• **TASK TO CARRY OUT**
Each line from the one that contains "[point] man in black" to the end of the material must be set down exactly, and no line before it.

• **Point labeling dataset excerpts**

——

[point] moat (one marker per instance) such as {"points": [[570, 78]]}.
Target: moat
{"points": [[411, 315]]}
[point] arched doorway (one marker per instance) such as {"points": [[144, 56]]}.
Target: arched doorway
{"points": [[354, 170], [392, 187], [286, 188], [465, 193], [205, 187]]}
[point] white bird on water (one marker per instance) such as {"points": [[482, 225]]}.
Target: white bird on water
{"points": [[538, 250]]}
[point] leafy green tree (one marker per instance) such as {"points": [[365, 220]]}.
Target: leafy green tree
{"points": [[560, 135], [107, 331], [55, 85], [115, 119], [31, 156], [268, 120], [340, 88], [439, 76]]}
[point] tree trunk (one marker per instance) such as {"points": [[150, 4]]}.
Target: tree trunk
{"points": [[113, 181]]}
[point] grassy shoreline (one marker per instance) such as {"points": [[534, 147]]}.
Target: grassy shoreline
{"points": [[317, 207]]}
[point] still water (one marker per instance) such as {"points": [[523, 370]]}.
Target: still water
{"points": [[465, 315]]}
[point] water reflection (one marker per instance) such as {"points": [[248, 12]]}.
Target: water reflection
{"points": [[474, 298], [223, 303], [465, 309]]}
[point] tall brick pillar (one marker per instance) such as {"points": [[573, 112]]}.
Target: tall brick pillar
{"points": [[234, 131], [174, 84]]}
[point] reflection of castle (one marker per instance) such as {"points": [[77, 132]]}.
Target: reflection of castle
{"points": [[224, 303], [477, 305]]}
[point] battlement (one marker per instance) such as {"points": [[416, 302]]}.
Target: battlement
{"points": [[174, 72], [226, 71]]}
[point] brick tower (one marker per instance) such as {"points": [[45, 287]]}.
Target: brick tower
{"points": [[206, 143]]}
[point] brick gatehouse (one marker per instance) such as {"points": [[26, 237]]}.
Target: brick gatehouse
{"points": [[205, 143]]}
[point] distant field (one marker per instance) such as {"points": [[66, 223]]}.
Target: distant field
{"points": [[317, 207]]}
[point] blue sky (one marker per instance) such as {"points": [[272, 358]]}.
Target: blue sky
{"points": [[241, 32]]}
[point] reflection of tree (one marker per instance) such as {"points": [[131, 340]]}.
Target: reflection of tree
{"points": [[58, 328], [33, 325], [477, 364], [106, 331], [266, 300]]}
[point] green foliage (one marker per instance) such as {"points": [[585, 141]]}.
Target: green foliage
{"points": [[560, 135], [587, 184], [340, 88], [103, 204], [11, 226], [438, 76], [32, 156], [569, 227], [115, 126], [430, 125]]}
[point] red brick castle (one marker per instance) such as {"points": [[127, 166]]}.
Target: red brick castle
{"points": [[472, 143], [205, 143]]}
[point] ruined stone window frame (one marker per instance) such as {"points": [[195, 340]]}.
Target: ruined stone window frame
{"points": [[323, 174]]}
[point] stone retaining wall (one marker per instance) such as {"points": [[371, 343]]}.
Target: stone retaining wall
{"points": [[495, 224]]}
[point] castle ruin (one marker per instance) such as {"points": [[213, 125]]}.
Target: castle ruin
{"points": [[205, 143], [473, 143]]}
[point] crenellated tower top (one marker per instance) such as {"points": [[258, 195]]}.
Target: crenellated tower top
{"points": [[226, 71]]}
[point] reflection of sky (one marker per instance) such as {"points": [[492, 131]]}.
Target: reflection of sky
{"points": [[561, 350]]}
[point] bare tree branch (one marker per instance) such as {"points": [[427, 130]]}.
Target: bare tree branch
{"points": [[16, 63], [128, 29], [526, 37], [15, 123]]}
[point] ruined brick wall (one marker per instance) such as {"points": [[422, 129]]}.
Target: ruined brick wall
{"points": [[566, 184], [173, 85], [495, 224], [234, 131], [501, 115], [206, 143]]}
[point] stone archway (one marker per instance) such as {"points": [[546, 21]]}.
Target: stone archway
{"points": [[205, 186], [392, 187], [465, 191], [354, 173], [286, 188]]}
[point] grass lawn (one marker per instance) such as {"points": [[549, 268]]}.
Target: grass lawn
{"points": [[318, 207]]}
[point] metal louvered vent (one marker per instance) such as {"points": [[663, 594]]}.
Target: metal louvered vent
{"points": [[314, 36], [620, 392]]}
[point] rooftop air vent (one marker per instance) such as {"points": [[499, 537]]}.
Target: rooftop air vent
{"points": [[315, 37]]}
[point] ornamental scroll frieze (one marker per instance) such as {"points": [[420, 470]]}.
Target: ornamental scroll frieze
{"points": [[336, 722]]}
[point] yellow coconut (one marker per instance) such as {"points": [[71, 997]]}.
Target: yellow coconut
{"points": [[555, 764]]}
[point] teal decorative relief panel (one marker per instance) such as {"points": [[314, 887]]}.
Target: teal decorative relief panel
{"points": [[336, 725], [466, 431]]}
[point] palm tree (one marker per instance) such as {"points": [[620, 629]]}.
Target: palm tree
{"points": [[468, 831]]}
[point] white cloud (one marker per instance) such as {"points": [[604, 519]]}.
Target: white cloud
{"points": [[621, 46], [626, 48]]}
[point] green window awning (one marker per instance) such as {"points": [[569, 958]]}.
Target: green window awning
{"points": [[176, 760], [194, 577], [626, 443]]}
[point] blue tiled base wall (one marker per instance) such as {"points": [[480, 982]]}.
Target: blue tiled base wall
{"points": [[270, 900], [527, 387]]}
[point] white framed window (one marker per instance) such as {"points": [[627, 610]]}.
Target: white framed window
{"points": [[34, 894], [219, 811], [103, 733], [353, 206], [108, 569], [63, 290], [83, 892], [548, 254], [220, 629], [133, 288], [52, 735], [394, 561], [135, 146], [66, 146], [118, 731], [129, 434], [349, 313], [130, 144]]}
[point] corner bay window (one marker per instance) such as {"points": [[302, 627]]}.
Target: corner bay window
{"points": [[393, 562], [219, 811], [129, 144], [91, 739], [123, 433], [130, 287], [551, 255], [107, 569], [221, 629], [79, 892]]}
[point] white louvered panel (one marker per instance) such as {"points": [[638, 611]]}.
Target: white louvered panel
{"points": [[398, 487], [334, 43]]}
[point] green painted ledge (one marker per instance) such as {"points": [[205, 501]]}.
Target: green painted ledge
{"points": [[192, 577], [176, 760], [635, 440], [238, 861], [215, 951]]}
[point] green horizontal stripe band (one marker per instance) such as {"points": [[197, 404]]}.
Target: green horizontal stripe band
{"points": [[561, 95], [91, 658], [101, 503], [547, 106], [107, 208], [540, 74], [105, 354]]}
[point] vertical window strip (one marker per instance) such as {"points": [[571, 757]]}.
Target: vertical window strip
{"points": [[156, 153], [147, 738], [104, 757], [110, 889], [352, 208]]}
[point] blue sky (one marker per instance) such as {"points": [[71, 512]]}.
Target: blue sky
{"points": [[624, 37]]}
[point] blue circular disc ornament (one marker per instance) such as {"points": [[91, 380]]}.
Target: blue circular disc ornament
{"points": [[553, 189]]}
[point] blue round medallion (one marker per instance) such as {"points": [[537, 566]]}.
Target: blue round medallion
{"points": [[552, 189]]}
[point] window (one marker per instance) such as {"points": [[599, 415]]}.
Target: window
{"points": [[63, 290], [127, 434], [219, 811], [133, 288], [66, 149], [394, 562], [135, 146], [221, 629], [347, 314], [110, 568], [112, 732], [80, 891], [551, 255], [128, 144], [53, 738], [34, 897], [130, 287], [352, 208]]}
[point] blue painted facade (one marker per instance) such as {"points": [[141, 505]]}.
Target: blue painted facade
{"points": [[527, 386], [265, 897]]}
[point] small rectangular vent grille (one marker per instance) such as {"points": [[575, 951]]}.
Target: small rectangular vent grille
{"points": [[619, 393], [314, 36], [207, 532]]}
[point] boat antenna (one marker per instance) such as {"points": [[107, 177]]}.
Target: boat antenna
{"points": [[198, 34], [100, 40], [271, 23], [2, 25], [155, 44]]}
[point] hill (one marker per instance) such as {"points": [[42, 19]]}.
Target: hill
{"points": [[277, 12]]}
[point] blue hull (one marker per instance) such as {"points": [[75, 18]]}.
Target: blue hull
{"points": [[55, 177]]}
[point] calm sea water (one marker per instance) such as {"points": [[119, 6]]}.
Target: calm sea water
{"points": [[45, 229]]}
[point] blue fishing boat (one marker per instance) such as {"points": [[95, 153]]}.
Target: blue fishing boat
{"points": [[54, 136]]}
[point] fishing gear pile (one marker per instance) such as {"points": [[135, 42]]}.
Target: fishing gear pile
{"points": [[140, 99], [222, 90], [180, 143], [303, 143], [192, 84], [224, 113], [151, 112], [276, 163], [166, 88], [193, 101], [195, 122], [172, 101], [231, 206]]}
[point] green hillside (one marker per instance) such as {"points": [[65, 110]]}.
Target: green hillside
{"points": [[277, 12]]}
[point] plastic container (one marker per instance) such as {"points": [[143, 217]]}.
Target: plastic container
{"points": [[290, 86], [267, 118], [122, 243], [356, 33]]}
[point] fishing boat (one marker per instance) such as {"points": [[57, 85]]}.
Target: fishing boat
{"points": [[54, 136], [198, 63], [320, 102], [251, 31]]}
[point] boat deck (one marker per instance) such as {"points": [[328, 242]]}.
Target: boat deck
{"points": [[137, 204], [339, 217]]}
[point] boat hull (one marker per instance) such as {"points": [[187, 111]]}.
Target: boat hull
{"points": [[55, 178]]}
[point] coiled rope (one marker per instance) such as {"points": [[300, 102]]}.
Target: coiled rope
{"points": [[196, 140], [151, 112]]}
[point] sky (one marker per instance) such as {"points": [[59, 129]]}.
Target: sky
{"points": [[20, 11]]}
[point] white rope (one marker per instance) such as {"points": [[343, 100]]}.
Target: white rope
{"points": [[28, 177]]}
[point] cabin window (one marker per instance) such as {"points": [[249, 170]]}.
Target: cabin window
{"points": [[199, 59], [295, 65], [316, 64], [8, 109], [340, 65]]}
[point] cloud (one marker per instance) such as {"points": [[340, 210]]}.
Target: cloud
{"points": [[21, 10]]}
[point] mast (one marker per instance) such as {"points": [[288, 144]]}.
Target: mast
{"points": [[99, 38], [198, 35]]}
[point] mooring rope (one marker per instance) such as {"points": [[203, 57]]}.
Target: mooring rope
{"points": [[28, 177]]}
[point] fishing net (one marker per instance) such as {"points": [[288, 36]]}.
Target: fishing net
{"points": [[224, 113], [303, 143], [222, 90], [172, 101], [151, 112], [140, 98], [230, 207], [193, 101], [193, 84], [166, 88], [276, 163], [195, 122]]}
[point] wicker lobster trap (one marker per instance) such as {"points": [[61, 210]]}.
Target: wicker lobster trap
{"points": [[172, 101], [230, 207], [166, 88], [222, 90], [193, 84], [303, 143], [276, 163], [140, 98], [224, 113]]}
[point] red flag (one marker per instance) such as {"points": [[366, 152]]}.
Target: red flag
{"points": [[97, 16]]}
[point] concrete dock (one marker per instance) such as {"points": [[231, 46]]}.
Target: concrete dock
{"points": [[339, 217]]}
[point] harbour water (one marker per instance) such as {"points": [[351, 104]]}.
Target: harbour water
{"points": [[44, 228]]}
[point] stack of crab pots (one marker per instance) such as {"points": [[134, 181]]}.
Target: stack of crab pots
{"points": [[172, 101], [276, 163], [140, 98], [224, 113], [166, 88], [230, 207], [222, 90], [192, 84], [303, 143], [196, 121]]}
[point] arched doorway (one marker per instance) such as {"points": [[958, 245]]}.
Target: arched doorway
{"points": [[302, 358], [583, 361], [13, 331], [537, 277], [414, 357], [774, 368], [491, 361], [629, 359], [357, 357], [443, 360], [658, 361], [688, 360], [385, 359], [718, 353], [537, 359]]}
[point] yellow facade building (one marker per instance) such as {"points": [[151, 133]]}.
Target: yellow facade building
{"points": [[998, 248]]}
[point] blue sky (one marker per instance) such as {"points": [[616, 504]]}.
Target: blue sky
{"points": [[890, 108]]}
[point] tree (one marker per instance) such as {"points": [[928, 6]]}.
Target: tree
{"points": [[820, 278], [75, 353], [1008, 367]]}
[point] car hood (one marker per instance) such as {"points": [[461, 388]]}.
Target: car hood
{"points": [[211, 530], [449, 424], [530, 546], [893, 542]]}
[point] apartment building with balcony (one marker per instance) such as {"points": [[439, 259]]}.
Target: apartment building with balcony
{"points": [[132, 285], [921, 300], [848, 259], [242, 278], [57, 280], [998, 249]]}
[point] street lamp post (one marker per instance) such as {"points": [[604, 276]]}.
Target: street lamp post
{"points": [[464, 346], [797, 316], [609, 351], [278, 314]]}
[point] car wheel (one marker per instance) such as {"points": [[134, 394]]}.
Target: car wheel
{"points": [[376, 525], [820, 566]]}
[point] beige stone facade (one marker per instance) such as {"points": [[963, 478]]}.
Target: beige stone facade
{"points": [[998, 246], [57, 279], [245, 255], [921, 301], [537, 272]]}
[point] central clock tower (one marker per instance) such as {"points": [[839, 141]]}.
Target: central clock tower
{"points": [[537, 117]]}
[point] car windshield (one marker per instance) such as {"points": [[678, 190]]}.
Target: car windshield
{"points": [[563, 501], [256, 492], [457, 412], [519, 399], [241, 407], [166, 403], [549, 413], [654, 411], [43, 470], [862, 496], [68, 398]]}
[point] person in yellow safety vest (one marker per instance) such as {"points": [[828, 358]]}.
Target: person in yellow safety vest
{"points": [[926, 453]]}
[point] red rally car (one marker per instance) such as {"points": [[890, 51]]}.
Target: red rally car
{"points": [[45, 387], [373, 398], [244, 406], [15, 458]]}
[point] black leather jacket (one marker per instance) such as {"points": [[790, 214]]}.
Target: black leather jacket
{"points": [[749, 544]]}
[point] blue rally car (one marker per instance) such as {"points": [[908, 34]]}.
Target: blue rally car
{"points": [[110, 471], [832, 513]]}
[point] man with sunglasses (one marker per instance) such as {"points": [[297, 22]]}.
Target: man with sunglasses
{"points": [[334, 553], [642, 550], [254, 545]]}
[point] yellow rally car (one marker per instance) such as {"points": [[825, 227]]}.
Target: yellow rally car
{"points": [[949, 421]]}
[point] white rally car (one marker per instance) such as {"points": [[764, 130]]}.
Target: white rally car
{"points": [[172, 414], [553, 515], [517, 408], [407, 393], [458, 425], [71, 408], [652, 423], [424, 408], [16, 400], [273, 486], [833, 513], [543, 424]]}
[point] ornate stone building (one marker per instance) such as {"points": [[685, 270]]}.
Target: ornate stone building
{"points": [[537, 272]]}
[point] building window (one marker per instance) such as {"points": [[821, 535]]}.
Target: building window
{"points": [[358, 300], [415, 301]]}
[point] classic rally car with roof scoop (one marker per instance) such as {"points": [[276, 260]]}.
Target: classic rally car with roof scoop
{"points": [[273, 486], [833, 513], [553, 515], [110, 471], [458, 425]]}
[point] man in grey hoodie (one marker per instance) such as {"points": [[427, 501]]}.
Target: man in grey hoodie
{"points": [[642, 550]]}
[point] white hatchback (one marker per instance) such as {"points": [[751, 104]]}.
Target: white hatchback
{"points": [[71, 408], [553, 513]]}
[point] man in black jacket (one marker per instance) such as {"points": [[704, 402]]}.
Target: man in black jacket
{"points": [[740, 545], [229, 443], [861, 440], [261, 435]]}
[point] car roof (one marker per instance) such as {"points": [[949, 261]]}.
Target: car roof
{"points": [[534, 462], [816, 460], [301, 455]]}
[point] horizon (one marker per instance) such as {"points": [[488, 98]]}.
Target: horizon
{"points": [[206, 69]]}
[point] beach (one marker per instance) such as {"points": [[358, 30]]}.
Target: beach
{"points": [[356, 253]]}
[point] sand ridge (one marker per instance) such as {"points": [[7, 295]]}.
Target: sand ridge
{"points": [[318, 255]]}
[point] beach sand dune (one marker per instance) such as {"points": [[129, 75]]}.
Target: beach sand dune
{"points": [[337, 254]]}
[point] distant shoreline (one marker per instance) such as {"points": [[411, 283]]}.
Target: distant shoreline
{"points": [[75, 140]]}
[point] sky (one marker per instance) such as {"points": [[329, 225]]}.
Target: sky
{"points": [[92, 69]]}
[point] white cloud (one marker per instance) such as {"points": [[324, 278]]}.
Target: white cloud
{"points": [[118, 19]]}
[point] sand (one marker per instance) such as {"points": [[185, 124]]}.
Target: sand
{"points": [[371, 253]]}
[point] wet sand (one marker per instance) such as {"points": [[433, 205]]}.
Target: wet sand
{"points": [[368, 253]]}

——

• **SOLVED EXERCISE**
[point] man in black jacket (one marker per instance) such as {"points": [[704, 402]]}.
Target: man in black jacket
{"points": [[740, 545], [229, 443], [861, 440], [261, 435]]}
[point] car roof (one marker per instance) such as {"points": [[949, 261]]}.
Target: car roof
{"points": [[534, 462], [816, 460], [301, 455]]}
[point] horizon (one marker per instance) such as {"points": [[488, 98]]}.
Target: horizon
{"points": [[206, 69]]}
[point] beach (one marker per instance) such as {"points": [[358, 30]]}.
Target: beach
{"points": [[356, 253]]}
[point] sand ridge (one marker per instance) such as {"points": [[7, 295]]}.
Target: sand ridge
{"points": [[318, 255]]}
[point] beach sand dune (one marker per instance) such as {"points": [[129, 75]]}.
Target: beach sand dune
{"points": [[337, 254]]}
[point] distant shoreline (one marker per instance) such as {"points": [[411, 283]]}.
Target: distant shoreline
{"points": [[75, 140]]}
[point] sky (one marker per instance) such as {"points": [[329, 225]]}.
Target: sky
{"points": [[92, 69]]}
[point] white cloud (one marker per instance) such as {"points": [[324, 278]]}.
Target: white cloud
{"points": [[118, 19]]}
[point] sand (one marker per instance) such as {"points": [[185, 124]]}.
Target: sand
{"points": [[371, 253]]}
[point] wet sand (one marker per instance) such as {"points": [[433, 205]]}.
Target: wet sand
{"points": [[368, 253]]}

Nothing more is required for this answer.